▶ AIM OF THE TASK:
Swap "positive clicks" for "foreground clicks" in everything from the start of the entries down to the line containing "negative clicks: (359, 231) (345, 221)", changing nothing else. Give those lines again without the picture.

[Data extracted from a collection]

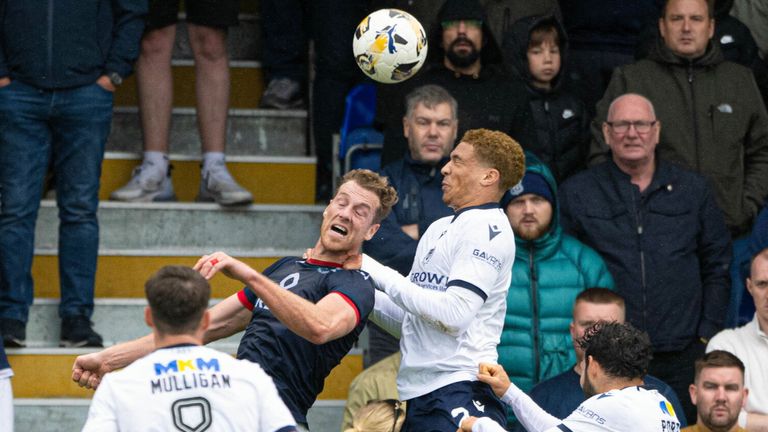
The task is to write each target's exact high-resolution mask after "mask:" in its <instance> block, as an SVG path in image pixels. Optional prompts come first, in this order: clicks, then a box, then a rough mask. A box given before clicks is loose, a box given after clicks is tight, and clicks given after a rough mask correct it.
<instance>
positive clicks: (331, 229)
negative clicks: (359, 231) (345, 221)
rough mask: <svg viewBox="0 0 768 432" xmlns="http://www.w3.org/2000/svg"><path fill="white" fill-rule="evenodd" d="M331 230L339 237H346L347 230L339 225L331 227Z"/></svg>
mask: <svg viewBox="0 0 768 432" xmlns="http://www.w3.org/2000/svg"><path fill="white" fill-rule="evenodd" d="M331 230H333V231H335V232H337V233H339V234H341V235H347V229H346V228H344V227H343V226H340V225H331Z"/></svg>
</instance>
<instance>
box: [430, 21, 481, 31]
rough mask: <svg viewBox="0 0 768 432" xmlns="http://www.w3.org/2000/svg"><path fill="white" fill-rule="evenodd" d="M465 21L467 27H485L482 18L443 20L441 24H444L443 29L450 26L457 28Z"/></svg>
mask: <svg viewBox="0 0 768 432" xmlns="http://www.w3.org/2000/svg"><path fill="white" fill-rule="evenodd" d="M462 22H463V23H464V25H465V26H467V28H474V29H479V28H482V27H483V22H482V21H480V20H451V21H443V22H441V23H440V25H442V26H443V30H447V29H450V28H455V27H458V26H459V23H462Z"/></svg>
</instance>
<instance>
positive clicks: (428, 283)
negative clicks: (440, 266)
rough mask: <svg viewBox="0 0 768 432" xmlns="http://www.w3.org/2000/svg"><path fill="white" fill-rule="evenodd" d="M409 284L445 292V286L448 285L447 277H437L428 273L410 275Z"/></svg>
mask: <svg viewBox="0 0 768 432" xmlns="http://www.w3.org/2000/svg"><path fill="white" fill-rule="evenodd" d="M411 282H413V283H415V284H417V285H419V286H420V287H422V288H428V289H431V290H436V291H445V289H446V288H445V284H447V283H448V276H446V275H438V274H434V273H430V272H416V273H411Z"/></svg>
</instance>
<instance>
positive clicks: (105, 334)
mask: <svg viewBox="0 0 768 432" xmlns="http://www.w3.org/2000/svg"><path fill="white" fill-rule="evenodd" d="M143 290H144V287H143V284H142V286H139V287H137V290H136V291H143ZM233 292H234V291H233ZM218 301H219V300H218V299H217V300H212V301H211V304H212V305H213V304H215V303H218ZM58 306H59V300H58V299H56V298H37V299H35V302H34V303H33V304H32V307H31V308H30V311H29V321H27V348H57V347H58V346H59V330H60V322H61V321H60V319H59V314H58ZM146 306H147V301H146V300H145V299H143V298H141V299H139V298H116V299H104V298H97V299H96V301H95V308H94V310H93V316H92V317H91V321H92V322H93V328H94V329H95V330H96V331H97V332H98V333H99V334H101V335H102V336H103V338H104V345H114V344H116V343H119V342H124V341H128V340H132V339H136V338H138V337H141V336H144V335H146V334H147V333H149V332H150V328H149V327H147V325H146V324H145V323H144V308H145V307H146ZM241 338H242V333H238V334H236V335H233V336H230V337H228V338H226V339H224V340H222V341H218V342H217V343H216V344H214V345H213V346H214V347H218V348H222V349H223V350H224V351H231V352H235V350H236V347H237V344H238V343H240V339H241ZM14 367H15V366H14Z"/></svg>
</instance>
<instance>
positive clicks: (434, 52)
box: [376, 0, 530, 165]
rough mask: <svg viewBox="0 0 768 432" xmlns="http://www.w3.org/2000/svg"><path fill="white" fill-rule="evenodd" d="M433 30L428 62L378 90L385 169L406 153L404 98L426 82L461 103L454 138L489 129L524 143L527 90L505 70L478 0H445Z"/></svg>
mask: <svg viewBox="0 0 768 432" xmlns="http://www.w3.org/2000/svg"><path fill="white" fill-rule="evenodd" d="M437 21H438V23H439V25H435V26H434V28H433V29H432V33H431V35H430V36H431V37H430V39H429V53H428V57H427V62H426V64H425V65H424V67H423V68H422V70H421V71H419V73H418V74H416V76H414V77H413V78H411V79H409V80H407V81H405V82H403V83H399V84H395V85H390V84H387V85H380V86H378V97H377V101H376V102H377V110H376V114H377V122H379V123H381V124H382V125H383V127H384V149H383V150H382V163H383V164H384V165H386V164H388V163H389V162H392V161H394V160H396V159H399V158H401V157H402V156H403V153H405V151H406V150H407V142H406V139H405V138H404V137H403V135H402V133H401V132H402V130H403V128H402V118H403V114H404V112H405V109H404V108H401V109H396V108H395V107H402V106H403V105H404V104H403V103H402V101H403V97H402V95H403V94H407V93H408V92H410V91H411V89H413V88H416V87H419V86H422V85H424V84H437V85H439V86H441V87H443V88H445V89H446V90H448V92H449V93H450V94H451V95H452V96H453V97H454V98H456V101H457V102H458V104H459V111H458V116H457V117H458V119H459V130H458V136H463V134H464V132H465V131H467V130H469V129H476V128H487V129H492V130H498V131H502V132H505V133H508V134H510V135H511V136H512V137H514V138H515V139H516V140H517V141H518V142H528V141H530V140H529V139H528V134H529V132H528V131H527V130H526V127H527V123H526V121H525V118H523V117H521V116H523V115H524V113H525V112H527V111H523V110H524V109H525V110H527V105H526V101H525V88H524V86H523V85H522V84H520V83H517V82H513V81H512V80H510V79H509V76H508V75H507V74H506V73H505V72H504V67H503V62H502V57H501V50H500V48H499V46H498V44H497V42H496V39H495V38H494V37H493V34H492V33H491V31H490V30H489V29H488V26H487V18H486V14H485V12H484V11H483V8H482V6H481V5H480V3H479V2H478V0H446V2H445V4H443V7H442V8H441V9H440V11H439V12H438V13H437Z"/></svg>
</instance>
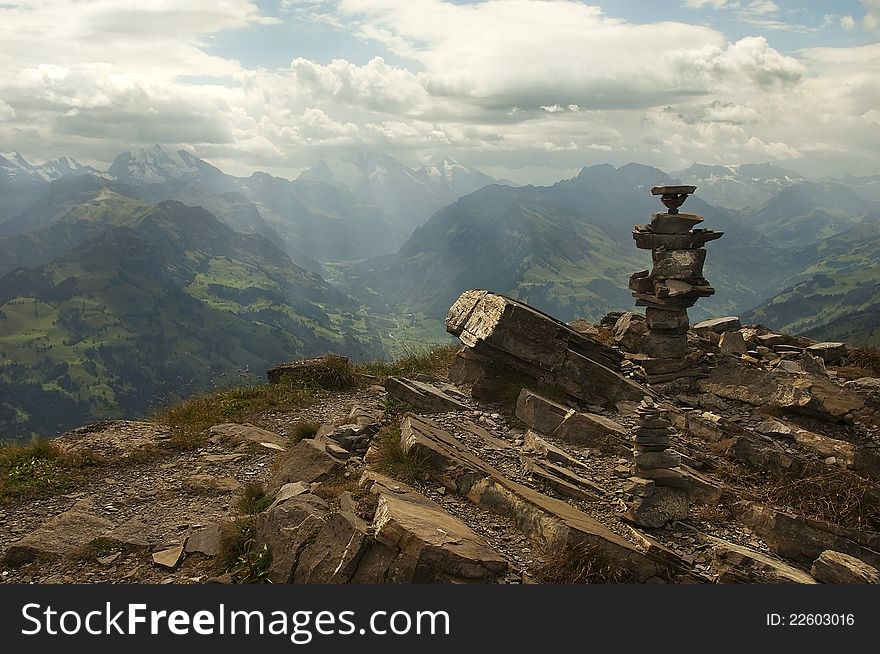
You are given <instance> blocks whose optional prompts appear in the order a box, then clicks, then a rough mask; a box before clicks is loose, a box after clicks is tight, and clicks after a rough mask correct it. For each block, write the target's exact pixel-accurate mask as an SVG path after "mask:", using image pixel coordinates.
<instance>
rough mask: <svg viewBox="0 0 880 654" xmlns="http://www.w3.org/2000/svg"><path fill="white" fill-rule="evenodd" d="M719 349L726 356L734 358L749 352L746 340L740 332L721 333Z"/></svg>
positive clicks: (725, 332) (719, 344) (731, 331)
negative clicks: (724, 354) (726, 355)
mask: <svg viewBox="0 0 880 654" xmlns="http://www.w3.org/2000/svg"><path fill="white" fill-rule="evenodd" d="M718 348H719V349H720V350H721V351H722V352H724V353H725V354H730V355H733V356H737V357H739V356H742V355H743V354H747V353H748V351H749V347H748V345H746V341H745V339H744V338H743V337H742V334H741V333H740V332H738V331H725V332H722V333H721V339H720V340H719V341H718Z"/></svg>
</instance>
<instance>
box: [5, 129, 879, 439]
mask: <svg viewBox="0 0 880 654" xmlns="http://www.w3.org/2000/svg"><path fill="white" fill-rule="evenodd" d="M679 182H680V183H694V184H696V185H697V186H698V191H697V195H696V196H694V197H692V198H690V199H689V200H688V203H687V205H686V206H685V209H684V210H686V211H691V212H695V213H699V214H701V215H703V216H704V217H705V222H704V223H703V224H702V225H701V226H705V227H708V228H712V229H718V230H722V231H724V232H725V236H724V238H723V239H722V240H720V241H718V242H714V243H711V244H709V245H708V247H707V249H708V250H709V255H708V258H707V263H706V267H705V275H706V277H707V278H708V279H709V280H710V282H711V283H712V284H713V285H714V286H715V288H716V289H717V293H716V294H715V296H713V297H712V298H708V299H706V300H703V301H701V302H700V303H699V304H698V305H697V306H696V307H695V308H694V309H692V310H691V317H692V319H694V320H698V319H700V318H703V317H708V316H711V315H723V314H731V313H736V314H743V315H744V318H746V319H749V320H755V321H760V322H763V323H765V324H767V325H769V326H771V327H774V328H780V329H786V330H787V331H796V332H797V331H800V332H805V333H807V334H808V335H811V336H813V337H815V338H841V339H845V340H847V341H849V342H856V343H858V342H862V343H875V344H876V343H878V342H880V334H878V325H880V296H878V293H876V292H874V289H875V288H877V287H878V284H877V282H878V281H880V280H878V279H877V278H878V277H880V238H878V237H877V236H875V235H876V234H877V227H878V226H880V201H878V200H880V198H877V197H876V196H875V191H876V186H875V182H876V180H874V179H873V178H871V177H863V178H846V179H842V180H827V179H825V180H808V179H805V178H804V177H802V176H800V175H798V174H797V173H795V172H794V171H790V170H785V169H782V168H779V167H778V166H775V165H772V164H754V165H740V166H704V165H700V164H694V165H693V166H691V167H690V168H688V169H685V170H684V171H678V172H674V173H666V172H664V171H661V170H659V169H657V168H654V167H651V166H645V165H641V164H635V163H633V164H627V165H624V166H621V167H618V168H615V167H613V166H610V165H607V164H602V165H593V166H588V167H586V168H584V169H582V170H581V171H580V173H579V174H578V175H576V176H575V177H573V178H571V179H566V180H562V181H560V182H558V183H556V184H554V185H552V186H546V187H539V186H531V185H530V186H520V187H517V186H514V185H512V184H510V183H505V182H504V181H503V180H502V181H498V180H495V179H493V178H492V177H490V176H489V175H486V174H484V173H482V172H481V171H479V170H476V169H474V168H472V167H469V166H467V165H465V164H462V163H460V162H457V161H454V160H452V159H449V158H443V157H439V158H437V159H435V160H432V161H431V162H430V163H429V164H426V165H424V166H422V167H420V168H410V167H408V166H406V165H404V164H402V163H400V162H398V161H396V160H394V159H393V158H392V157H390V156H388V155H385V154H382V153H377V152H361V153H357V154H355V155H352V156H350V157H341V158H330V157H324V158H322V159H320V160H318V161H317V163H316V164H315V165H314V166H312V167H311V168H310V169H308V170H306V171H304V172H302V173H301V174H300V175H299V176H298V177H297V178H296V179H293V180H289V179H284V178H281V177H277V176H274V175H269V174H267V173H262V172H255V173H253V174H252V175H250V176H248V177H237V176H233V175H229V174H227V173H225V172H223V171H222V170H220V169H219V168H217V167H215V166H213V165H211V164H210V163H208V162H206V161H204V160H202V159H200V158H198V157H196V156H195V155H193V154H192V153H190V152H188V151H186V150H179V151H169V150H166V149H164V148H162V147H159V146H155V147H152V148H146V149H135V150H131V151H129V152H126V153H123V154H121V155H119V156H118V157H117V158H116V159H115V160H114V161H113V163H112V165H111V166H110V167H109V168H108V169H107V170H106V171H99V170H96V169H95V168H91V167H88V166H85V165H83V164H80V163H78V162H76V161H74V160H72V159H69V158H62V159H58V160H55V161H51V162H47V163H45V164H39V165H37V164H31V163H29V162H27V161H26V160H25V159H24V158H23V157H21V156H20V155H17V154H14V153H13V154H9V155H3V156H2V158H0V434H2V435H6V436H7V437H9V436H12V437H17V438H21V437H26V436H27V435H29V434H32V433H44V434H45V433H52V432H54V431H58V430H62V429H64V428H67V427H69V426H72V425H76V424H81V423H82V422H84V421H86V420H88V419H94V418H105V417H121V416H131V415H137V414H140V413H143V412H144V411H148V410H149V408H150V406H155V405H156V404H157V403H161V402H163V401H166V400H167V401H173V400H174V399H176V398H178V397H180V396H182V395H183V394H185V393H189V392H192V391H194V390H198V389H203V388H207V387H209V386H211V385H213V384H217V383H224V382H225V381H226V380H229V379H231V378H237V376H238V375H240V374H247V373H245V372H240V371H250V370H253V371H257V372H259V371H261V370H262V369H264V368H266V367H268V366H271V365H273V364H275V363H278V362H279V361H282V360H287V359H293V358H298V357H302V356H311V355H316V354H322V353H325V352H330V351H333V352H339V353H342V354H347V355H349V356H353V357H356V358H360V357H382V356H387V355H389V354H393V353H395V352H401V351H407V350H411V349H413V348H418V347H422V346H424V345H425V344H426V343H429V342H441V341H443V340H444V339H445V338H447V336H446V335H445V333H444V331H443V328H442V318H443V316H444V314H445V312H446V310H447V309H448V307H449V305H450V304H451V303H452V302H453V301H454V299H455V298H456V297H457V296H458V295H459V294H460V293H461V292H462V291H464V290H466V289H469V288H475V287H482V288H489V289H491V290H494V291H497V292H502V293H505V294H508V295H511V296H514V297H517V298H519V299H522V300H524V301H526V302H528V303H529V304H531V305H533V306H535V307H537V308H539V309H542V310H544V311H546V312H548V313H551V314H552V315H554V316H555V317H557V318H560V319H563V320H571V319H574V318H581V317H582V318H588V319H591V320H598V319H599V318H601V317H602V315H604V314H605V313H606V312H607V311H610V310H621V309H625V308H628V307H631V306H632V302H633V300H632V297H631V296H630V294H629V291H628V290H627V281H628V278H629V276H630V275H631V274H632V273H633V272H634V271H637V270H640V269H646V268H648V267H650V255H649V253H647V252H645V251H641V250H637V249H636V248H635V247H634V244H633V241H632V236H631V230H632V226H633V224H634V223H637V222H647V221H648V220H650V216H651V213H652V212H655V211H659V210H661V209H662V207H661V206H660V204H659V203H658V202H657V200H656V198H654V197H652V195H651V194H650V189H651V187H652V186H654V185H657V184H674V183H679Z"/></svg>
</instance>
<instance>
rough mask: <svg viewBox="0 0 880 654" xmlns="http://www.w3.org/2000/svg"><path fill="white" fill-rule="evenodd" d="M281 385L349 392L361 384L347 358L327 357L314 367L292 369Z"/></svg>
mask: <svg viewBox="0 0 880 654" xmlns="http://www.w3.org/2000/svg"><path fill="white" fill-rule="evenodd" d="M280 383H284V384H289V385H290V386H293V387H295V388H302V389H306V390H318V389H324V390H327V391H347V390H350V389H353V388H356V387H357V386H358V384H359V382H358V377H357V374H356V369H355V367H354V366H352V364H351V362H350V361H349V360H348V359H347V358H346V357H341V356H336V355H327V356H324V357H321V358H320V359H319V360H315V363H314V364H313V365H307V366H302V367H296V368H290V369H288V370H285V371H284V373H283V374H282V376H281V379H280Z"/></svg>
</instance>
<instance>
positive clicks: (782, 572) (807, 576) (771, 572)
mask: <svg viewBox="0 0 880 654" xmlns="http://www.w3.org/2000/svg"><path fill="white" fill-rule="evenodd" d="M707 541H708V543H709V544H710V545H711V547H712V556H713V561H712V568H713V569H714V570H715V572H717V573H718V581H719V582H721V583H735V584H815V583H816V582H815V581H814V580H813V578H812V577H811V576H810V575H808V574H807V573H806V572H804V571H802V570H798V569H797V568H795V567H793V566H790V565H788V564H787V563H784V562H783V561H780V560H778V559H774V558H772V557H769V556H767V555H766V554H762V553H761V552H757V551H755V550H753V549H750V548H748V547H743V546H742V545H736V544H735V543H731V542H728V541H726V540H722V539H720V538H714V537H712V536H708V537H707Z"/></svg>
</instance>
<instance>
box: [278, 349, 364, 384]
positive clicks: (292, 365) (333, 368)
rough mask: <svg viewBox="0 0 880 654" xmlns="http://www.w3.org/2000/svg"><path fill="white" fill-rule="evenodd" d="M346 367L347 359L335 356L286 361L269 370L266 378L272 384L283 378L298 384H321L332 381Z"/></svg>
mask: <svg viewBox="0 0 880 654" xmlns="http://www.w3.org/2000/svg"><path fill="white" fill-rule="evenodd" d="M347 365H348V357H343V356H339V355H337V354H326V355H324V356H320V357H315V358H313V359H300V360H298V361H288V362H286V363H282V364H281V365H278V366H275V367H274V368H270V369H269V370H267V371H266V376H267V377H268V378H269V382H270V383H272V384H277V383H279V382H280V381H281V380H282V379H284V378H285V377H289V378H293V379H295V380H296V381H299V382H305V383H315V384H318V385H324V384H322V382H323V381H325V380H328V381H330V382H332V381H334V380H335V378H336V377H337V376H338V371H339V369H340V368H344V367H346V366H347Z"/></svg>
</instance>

▶ OUTPUT FOR THIS EXERCISE:
The task is to write each target's exact high-resolution mask after "mask:" in its <instance> block, as an SVG path in image pixels. Optional prompts come first, in this order: clicks, then a box, then a rough mask. A box given before clicks is loose, a box given after clicks is tight, and clicks given after a rough mask correct it.
<instance>
foreground clicks: (331, 229)
negative clicks: (359, 231) (345, 221)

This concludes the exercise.